*EXCERPTED PASSAGE:*
========
The first CEOF mode of the monthly climatological AGC zonal velocity along 5°N in the Pacific Ocean. (a) The red and blue lines are the real and imaginary time coefficients of the (b) real and (c) imaginary parts of the spatial distribution, respectively. The black solid lines denote the zero value and the contour interval is 0.5 cm s−1 in (b) and (c).
Citation: Journal of Physical Oceanography 50, 9; 10.1175/JPO-D-19-0261.1
4. Dynamics
The dynamics of the NESC seasonal variations are investigated using a linear continuously stratified model (LCSM; see the appendix) of ocean circulation, in which the ocean stratification is based on the WOA18 climatology (Locarnini et al. 2019; Zweng et al. 2019) between 3° and 7°N and west of 110°W in the Pacific Ocean. The model is forced by the monthly climatological wind stress of ASCAT and is integrated along the Rossby wave characteristic lines from the eastern equatorial Pacific Ocean.
========
*DATASET RECORDS:*

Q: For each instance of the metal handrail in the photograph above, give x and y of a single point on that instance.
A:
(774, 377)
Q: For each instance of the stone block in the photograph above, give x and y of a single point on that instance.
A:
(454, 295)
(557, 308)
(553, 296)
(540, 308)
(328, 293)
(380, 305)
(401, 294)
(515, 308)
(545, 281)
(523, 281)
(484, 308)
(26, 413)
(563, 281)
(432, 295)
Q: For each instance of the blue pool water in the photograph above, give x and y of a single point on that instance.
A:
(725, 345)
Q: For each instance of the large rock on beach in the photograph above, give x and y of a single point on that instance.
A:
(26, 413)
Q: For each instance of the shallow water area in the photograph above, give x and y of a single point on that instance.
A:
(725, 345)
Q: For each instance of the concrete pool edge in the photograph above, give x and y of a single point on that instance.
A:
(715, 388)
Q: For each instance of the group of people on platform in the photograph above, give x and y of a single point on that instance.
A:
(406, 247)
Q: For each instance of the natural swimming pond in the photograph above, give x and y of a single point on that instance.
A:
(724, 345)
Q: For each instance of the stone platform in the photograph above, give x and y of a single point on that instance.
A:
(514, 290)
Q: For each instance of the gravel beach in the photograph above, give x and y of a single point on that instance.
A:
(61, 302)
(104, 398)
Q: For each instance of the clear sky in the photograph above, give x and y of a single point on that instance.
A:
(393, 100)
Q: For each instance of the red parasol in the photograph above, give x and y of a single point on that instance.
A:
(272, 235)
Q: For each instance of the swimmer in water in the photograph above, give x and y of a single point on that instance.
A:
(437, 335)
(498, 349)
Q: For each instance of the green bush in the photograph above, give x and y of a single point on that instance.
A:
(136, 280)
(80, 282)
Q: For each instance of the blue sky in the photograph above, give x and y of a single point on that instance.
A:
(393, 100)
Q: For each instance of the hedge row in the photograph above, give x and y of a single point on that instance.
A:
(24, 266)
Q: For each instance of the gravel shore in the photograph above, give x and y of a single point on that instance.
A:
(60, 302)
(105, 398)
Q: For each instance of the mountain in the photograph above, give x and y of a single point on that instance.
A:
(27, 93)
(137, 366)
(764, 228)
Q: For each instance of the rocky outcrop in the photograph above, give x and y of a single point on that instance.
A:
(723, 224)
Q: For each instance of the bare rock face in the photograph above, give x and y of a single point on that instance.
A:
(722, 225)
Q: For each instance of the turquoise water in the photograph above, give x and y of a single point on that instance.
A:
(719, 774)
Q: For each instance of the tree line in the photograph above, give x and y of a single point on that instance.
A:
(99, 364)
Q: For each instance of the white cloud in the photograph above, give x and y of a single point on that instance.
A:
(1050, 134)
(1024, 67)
========
*LIST OF TASKS:*
1) Quote the stretch from "Citation: Journal of" through "equatorial Pacific Ocean." in the ocean circulation excerpt.
2) How many lines of the listing contain the string "blue"? Reply with the number alone.

*FINAL ANSWERS:*
1)
Citation: Journal of Physical Oceanography 50, 9; 10.1175/JPO-D-19-0261.1
4. Dynamics
The dynamics of the NESC seasonal variations are investigated using a linear continuously stratified model (LCSM; see the appendix) of ocean circulation, in which the ocean stratification is based on the WOA18 climatology (Locarnini et al. 2019; Zweng et al. 2019) between 3° and 7°N and west of 110°W in the Pacific Ocean. The model is forced by the monthly climatological wind stress of ASCAT and is integrated along the Rossby wave characteristic lines from the eastern equatorial Pacific Ocean.

2) 2